(WHAT THE TASK REQUIRES) Could you lay out as a Markdown table the lines that begin at the one containing "target: tree trunk" and stop after the one containing "POLYGON ((279 44, 280", with a Position column numbering each line and a Line text column holding it, leaving out blank lines?

(DATA ROWS)
··········
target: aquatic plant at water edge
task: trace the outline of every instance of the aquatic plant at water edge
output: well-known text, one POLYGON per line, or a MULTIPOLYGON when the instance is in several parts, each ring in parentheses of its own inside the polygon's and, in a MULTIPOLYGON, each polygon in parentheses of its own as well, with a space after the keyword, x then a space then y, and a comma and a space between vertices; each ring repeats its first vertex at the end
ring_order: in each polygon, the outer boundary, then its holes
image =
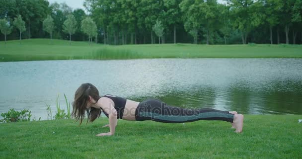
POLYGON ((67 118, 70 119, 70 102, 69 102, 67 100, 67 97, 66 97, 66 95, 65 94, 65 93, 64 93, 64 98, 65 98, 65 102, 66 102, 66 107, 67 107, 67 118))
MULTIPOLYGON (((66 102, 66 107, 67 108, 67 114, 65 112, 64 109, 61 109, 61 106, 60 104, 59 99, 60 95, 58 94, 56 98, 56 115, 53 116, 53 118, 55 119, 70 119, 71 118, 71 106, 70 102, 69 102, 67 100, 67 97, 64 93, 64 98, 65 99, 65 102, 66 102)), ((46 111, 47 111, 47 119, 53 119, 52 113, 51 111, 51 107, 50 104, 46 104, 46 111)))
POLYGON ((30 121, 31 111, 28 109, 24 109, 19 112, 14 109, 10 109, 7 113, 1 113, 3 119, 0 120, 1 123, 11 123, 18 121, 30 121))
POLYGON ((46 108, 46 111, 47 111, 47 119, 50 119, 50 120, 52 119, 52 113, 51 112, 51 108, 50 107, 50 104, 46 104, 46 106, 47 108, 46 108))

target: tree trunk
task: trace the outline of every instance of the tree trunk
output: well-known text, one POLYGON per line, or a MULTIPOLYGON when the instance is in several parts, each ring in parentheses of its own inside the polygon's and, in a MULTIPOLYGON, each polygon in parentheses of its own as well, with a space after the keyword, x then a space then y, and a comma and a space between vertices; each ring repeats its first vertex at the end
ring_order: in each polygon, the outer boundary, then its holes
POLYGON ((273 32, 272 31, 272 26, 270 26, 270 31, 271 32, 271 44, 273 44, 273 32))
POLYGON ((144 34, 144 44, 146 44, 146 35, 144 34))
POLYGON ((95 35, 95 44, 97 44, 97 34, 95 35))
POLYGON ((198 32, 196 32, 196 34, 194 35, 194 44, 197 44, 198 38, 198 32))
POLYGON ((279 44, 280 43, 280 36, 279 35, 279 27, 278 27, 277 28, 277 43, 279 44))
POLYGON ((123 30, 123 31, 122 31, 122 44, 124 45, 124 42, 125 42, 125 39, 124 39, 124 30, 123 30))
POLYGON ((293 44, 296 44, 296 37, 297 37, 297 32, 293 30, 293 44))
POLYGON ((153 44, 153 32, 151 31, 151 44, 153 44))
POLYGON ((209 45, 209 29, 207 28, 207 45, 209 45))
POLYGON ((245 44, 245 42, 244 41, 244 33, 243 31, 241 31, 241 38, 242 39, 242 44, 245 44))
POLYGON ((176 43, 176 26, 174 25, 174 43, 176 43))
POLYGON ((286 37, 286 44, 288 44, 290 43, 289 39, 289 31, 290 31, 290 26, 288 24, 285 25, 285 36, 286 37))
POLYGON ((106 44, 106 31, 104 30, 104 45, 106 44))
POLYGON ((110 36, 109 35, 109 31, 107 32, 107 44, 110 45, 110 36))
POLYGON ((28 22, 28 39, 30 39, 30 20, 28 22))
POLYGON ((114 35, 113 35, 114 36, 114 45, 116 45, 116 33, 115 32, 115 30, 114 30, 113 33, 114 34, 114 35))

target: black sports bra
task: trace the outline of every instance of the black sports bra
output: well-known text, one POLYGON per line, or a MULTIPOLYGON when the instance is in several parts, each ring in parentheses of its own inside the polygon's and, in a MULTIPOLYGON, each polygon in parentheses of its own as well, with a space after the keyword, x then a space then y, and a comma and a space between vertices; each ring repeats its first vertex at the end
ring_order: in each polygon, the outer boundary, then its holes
··········
(SOLVED EXERCISE)
| Position | Line text |
|---|---|
| 1 | target: tree trunk |
| 2 | task: trace the outline of every instance of the tree trunk |
| 3 | output: well-known text, one POLYGON per line, or a MULTIPOLYGON when the instance is in several parts, each ring in parentheses of its own inside the polygon's and, in a MULTIPOLYGON, each polygon in parentheses of its own as well, with a space after the keyword, x then a space then y, and a comma and a space between vertices; each ring repeats its first vertex at the end |
| 4 | ring_order: in each polygon, the outer boundary, then its holes |
| 5 | POLYGON ((273 32, 272 31, 272 26, 270 26, 270 31, 271 32, 271 44, 273 44, 273 32)) |
| 6 | POLYGON ((144 34, 144 44, 146 44, 146 35, 144 34)) |
| 7 | POLYGON ((95 35, 95 44, 97 44, 97 34, 95 35)) |
| 8 | POLYGON ((198 32, 196 32, 196 34, 194 35, 194 44, 197 44, 198 38, 198 32)) |
| 9 | POLYGON ((279 44, 280 43, 280 36, 279 35, 279 27, 278 27, 277 28, 277 43, 279 44)) |